Activity: In the records below, tally the lines that contain the word "rocky" and give only that number.

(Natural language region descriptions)
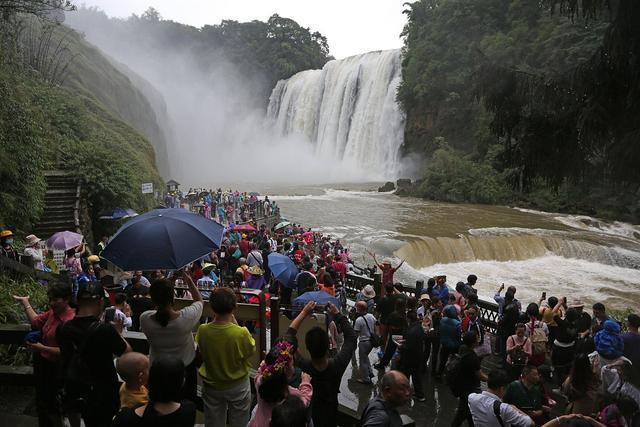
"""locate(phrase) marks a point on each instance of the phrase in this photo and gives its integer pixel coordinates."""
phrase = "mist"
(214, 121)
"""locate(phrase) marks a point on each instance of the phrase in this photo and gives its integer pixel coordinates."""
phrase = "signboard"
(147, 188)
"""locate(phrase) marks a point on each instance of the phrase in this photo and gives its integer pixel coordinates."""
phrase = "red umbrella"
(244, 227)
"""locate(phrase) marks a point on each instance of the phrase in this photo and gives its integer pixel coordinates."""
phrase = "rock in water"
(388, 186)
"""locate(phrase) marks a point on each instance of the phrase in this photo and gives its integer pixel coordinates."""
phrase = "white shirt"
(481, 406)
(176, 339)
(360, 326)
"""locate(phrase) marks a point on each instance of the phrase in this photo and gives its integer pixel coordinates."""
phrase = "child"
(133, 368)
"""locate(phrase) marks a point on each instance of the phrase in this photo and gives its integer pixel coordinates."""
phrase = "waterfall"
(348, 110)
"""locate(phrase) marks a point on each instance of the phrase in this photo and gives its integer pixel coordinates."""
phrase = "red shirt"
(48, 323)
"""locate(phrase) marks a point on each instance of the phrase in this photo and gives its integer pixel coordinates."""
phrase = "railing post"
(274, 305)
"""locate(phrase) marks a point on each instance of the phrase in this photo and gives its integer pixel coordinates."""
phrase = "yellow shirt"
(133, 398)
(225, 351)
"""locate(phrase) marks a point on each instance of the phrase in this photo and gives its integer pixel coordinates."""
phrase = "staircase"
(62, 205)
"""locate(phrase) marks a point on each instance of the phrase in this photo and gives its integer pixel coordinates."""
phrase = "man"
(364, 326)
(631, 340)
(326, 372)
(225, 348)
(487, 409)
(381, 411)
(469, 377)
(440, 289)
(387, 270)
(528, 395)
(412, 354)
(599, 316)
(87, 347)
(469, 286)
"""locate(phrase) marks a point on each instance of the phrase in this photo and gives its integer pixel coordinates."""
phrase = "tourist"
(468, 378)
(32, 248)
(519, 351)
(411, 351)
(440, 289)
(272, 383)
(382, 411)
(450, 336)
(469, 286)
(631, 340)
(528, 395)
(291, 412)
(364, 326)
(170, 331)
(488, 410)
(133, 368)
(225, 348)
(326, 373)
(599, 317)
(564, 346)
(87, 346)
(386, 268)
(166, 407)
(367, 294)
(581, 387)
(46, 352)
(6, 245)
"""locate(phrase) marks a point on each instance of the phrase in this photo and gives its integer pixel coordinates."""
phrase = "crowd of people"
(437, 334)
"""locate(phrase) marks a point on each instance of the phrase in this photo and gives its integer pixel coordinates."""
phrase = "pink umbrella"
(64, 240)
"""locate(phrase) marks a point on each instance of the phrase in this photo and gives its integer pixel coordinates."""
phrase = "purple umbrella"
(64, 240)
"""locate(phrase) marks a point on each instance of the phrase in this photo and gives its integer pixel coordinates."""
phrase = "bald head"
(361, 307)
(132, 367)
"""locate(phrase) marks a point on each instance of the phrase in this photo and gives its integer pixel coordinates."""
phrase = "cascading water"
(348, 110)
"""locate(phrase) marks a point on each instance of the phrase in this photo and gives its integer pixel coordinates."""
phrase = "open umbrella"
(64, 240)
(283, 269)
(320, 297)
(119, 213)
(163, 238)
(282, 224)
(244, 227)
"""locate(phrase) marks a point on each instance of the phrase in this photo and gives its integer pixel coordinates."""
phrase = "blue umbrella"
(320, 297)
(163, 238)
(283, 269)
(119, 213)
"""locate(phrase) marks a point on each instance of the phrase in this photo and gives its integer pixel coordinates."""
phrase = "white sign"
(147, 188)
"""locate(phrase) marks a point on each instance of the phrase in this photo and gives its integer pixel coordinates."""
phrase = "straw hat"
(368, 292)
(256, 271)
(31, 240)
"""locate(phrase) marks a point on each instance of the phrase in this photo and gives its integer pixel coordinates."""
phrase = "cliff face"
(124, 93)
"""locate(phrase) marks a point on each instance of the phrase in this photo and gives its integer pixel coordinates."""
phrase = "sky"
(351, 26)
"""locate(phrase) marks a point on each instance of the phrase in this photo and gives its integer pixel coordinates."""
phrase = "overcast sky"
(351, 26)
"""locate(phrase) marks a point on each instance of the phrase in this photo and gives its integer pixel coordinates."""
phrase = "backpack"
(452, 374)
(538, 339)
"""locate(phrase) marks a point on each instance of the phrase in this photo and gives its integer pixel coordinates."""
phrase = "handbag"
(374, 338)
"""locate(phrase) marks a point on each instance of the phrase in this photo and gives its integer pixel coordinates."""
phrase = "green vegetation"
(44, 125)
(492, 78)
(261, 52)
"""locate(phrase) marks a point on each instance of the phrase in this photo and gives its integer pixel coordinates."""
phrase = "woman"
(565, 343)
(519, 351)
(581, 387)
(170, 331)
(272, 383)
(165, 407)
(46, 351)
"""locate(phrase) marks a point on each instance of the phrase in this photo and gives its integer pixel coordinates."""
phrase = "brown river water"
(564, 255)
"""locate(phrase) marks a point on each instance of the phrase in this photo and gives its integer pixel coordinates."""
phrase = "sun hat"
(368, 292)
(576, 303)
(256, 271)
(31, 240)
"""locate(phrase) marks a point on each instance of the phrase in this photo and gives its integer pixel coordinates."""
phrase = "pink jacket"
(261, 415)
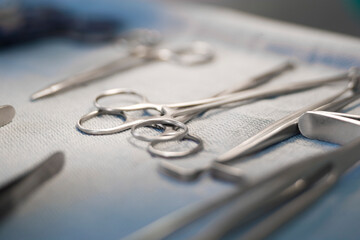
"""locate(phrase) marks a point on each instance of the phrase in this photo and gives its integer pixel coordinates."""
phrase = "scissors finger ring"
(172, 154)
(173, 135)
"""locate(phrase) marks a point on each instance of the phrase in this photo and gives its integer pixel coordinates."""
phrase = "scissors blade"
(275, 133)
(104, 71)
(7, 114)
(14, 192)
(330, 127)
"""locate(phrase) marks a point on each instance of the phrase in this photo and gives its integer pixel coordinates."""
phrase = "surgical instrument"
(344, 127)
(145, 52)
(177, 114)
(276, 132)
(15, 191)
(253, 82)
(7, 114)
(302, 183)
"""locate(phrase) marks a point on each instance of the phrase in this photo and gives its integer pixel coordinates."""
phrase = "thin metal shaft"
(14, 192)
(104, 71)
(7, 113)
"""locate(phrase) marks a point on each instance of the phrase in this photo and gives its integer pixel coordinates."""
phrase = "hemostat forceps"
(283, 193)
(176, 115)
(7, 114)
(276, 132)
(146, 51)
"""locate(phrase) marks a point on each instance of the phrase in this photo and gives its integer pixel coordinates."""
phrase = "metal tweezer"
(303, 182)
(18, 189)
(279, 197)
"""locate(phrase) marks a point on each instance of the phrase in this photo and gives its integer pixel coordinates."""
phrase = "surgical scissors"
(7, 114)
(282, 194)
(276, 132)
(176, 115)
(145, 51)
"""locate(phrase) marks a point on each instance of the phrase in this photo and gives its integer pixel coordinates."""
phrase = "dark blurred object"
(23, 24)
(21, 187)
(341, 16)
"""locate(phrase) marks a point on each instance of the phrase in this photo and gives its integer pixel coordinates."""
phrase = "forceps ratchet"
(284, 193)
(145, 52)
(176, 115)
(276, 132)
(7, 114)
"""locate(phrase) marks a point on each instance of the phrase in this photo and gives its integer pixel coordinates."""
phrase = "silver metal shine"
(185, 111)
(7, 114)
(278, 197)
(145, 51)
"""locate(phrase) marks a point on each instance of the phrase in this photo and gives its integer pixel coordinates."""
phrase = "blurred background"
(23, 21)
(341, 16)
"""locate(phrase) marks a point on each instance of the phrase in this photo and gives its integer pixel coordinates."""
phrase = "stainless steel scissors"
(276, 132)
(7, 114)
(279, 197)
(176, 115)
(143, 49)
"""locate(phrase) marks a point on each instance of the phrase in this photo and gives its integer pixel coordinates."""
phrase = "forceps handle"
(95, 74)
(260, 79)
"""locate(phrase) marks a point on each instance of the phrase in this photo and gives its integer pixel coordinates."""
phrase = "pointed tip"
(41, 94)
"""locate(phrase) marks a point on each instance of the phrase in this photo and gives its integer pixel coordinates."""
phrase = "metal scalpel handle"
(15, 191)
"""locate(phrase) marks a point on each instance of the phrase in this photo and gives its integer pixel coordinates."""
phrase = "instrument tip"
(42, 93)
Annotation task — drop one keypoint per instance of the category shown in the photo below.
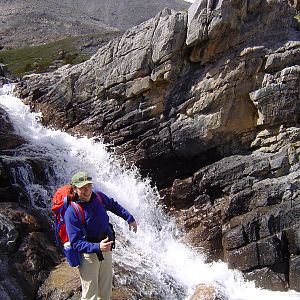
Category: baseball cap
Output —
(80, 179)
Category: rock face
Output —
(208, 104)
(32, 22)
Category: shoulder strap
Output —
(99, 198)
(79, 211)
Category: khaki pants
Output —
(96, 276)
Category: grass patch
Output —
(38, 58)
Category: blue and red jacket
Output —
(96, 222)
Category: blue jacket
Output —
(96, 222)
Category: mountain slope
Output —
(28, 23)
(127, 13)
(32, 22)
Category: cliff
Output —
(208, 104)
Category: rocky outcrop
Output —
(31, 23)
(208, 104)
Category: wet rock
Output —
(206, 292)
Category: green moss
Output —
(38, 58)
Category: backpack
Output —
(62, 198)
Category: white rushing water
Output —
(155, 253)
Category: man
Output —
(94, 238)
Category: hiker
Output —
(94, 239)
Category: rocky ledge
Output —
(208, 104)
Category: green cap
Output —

Reply to the exercise: 2